**Exercise requirements**
Copy out the lines starting with the one containing "find child bundled" and running through the final line, both ends included. Raise every point coordinate in the answers by 114, and leave the requests and their sample coordinates as they are.

Items from a data source:
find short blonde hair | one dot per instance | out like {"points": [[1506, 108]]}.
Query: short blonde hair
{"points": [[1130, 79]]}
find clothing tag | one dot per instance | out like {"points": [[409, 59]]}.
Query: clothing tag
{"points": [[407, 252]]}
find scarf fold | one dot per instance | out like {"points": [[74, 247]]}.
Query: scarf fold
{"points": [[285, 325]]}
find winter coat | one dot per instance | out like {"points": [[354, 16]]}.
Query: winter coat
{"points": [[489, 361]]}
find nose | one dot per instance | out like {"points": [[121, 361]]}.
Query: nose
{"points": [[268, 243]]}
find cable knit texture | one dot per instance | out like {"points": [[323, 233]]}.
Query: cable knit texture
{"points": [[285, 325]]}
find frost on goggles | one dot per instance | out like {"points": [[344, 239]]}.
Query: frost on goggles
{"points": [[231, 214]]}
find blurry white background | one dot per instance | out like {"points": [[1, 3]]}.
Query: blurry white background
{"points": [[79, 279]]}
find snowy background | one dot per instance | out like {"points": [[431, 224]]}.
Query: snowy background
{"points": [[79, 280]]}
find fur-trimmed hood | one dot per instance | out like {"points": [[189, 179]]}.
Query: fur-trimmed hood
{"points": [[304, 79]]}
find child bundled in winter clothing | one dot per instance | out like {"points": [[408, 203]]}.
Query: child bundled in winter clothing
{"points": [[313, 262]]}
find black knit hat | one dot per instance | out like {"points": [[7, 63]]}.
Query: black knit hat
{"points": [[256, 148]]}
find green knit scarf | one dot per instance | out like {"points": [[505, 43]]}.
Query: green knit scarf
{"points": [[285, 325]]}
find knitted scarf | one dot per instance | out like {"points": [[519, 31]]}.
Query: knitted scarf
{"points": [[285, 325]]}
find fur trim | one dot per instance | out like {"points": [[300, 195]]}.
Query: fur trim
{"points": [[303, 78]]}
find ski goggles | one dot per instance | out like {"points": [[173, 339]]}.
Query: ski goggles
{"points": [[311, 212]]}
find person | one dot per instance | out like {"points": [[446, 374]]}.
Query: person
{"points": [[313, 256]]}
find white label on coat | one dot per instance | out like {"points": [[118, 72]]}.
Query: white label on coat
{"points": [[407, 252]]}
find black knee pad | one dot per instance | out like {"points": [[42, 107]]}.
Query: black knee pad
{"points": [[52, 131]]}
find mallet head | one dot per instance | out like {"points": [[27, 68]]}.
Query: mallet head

**Task solution**
find child bundled in winter clothing | one dot per instance | out like {"points": [[408, 203]]}.
Query: child bundled in winter clothing
{"points": [[427, 376]]}
find black knit hat | one dot per instance | out like {"points": [[7, 63]]}.
Query: black knit hat
{"points": [[370, 262]]}
find green knit scarf | one dot per instance | out like {"points": [[505, 43]]}.
Query: green knit scarf
{"points": [[399, 439]]}
find knitted scarf | one dot per instance | out like {"points": [[519, 31]]}.
Query: knitted scarf
{"points": [[399, 439]]}
find fur trim | one dot per instance | out like {"points": [[300, 195]]}.
Query: fur trim
{"points": [[417, 192]]}
find ski goggles | one dot per instance | out like {"points": [[173, 339]]}.
Query: ski goggles
{"points": [[425, 326]]}
find person | one dot per instance | out like {"points": [[446, 374]]}.
Query: person
{"points": [[427, 370]]}
find white label on coat | one dot per instance | out like {"points": [[118, 72]]}.
Query: white label on coat
{"points": [[521, 366]]}
find black knee pad | one dot per instance | out like {"points": [[42, 107]]}.
Query: black knee pad
{"points": [[166, 245]]}
find mallet head | one dot per instance | out like {"points": [[27, 68]]}.
Query: mallet head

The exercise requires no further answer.